Within the material below, how many lines carry the word "woman"? State only the number.
━━━━━━━━━━
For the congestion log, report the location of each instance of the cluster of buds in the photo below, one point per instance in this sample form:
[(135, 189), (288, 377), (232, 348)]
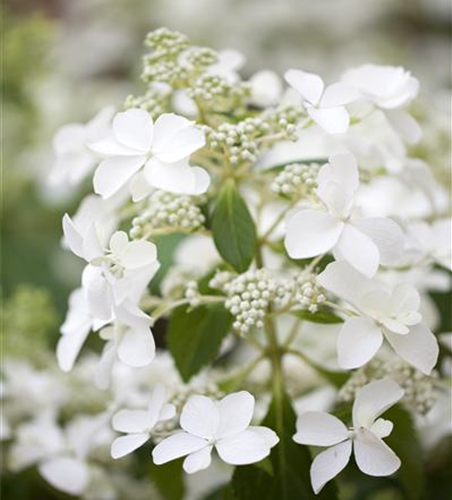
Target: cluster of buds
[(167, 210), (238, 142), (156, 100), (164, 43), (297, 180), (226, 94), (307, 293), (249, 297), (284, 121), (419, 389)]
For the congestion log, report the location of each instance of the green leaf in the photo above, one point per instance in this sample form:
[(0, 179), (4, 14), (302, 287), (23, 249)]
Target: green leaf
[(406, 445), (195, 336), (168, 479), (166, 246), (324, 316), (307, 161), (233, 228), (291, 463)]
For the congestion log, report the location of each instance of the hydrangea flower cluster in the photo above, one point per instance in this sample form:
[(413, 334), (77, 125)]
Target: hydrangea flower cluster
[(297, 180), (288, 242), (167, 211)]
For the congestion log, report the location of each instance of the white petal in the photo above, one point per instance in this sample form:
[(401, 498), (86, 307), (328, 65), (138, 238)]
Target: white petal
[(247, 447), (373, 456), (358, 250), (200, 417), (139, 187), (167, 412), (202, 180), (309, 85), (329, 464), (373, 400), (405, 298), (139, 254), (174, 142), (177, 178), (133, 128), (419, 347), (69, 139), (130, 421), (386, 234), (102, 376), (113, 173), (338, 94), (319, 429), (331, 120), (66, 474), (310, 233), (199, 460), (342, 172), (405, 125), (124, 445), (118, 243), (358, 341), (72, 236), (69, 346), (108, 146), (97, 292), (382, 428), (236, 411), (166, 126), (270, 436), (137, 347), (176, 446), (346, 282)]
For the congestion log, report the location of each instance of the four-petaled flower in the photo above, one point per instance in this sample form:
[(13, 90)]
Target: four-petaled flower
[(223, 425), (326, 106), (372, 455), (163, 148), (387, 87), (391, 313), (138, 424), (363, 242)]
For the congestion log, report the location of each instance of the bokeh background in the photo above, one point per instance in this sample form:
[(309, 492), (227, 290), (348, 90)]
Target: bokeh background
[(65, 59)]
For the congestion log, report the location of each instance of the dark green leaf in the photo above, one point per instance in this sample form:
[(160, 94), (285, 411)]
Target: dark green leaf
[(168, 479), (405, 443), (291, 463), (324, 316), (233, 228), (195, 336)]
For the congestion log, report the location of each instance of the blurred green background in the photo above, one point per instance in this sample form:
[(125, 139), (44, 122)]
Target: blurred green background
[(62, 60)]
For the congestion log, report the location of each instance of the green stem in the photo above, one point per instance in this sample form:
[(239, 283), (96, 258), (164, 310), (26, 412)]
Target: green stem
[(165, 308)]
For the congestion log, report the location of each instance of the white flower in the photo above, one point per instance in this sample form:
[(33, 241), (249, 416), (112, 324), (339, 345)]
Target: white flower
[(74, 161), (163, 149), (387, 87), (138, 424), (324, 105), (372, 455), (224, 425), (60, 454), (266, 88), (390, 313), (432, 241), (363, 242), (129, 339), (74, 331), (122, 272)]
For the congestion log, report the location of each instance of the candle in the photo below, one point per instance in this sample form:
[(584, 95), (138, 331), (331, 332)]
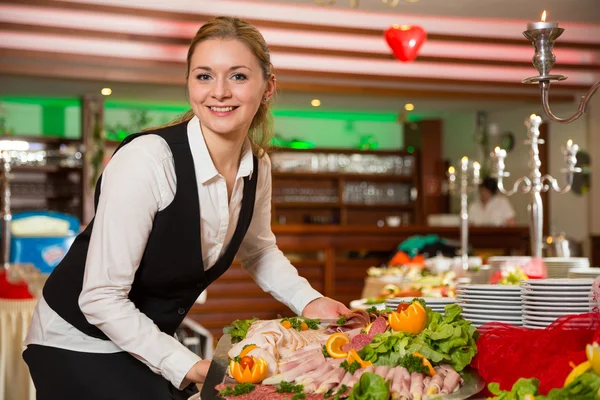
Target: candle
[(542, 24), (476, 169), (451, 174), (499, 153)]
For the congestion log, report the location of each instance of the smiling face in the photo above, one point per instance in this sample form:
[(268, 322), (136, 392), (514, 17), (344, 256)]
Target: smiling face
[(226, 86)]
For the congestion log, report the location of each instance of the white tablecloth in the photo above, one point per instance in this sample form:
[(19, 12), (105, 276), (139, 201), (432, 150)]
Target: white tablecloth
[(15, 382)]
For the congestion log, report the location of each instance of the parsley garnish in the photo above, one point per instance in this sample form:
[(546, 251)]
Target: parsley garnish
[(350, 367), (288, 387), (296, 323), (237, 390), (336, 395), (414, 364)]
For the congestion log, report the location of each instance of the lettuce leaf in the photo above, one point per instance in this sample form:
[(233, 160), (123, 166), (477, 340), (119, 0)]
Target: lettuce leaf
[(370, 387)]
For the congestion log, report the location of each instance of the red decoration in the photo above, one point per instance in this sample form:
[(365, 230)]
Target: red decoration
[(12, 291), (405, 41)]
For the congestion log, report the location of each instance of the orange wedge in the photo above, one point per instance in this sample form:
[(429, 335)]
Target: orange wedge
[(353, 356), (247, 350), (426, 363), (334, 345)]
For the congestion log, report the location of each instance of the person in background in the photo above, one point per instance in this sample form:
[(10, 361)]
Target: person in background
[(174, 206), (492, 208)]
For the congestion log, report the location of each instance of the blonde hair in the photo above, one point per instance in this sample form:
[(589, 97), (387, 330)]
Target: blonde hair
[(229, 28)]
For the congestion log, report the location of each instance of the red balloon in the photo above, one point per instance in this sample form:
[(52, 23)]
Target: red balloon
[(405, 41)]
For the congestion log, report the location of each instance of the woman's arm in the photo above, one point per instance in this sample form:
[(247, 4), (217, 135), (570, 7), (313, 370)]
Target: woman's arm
━━━━━━━━━━
*Result*
2